▶ [Text shown]

>> begin

Finish the first version of getConvergence.

The determination of disgas and vapoil is omitted and should be added
later.

opm/autodiff/FullyImplicitBlackoilSolver.hpp

@@ -264,6 +264,10 @@ namespace Opm {
         void
         classifyCondition(const BlackoilState&        state);
 
+        /// Compute convergence based on total mass balance (tol_mb) and maximum
+        /// residual mass balance (tol_cnv).
+        bool getConvergence(const SolutionState& state, const double dt);
+
 
     };
 } // namespace Opm

opm/autodiff/FullyImplicitBlackoilSolver_impl.hpp

@@ -266,7 +266,10 @@ namespace {
 
         assemble(pvdt, x, xw);
 
+
         const double r0  = residualNorm();
+        const SolutionState state = constantState(x, xw);
+        bool converged = getConvergence(state, dt);
         int          it  = 0;
         std::cout << "\nIteration         Residual\n"
                   << std::setw(9) << it << std::setprecision(9)

>> end

▶ [To be done] According to the code change, what is omitted from this first version of getConvergence and should be added later? The entries that follow come from a separate source.

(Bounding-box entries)
>> begin

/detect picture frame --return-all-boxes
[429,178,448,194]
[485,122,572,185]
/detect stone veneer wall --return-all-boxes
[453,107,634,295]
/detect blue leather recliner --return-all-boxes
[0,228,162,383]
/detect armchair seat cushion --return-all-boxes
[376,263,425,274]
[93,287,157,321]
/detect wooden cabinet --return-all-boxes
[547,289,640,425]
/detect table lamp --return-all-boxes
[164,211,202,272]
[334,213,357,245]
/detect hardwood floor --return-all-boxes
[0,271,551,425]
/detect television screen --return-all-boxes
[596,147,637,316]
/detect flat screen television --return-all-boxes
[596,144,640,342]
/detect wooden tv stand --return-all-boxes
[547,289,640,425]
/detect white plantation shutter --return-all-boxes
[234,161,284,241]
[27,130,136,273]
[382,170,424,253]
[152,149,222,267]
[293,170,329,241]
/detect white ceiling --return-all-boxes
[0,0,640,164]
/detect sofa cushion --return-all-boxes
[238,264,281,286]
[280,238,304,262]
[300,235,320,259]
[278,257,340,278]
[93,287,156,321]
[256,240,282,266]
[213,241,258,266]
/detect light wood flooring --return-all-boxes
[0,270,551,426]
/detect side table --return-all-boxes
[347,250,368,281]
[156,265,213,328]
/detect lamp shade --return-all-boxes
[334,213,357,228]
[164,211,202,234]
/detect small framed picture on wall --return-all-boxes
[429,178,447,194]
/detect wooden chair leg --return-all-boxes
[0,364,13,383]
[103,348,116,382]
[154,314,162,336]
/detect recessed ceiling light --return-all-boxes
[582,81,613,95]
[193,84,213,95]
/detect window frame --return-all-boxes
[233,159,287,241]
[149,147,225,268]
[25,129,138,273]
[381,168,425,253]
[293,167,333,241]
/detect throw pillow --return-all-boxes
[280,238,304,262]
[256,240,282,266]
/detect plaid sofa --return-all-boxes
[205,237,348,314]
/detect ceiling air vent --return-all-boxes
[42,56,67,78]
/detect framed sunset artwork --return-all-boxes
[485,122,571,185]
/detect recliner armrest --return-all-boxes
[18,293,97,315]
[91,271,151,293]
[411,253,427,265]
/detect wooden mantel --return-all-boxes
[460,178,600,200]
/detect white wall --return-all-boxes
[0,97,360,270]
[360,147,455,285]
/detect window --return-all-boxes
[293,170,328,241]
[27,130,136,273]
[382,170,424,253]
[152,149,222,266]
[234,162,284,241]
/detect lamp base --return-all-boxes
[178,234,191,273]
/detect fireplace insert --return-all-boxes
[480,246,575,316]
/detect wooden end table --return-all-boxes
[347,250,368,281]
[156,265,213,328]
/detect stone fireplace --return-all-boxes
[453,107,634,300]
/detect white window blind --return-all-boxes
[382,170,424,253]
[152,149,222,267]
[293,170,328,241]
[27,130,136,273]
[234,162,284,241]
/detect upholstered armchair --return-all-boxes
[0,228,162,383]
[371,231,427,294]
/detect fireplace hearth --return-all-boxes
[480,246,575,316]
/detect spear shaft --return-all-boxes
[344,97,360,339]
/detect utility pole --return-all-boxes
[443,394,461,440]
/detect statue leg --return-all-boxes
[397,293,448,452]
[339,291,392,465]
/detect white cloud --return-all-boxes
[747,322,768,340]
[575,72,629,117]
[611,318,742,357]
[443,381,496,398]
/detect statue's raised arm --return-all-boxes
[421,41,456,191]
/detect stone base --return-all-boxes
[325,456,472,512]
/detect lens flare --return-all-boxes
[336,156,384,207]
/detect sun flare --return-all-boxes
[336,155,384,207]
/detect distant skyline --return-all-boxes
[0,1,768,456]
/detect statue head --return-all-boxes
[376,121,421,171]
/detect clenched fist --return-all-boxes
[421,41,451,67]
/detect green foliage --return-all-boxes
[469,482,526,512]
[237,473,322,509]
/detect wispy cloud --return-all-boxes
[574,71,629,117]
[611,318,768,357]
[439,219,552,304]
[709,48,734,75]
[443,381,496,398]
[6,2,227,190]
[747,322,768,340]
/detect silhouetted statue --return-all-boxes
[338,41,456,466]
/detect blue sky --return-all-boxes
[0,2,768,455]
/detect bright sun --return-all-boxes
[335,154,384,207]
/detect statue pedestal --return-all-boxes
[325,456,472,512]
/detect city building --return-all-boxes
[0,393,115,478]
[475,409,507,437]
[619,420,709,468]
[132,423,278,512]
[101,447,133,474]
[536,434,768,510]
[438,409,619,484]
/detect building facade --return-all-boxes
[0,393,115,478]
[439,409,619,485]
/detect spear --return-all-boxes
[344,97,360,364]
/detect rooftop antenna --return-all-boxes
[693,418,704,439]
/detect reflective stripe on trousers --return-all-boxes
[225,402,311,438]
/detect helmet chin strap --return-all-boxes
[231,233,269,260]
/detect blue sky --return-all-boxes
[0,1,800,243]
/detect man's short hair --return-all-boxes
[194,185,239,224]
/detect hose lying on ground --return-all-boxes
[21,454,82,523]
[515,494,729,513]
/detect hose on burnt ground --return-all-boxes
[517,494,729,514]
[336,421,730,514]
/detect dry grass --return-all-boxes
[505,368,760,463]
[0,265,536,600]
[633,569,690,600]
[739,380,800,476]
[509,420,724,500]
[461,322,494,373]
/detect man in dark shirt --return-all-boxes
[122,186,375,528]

>> end

▶ [Exercise result] The determination of disgas and vapoil.